Transcribe the whole passage on anti-solar panels word for word.

** TEXT PASSAGE **
•••
One of the primary barriers to a larger adoption of solar panels is its reduced viability in areas challenged by limited sunlight, a limit that extends to all solar technologies at night, when energy from the sun is effectively unavailable. Fortunately, a new brand of “anti-solar panels” is being developed, and as the name implies, these cutting edge solar collectors are designed to work both at day and at night.
Background: Electricity from Light
Currently, a traditional photovoltaic cell–the industry-standard at present–works by collecting visible light emitted from the sun and converting it to usable electricity. Based on the same principle, there is also an entirely separate technology known as thermoradiative cooling, where the heat emitted by a device in the infrared spectrum is used to generate power.
Now, a team of UC Davis researchers led by Jeremy Munday, a professor in the Department of Electrical and Computer Engineering, and graduate student Tristan Deppe, are hoping to tap into this principle, with the final goal of ultimately providing a traditional solar panel that can also generate heat at night.
•••
[Bounding-box records]
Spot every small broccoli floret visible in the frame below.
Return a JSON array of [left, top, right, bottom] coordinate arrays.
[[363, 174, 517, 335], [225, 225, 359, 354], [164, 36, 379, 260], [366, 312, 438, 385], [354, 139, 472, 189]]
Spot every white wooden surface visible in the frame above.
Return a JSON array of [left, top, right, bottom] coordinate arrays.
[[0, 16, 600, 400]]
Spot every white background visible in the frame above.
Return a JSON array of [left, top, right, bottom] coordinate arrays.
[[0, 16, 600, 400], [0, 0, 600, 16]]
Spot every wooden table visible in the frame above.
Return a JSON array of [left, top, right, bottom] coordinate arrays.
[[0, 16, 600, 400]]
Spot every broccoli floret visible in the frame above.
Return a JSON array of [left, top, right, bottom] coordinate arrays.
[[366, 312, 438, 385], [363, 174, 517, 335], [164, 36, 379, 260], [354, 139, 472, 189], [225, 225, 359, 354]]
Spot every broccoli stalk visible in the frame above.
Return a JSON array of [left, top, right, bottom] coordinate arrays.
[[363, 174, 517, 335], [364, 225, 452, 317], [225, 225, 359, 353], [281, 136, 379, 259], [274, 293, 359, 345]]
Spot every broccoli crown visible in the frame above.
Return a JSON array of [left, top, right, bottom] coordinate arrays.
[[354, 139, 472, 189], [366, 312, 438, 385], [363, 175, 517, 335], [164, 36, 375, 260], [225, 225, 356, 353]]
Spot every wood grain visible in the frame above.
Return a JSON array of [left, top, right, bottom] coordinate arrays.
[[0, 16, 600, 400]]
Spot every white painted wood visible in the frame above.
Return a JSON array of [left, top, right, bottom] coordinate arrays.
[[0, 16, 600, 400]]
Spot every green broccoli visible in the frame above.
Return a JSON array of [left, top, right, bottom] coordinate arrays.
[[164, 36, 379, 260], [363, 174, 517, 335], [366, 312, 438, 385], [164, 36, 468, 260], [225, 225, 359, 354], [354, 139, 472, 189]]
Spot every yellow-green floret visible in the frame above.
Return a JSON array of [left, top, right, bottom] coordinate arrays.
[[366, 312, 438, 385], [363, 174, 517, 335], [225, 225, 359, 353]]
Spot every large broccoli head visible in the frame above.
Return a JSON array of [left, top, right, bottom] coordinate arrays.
•••
** OUTPUT OF THE EXERCISE **
One of the primary barriers to a larger adoption of solar panels is its reduced viability in areas challenged by limited sunlight, a limit that extends to all solar technologies at night, when energy from the sun is effectively unavailable. Fortunately, a new brand of “anti-solar panels” is being developed, and as the name implies, these cutting edge solar collectors are designed to work both at day and at night.
Background: Electricity from Light
Currently, a traditional photovoltaic cell–the industry-standard at present–works by collecting visible light emitted from the sun and converting it to usable electricity. Based on the same principle, there is also an entirely separate technology known as thermoradiative cooling, where the heat emitted by a device in the infrared spectrum is used to generate power.
Now, a team of UC Davis researchers led by Jeremy Munday, a professor in the Department of Electrical and Computer Engineering, and graduate student Tristan Deppe, are hoping to tap into this principle, with the final goal of ultimately providing a traditional solar panel that can also generate heat at night.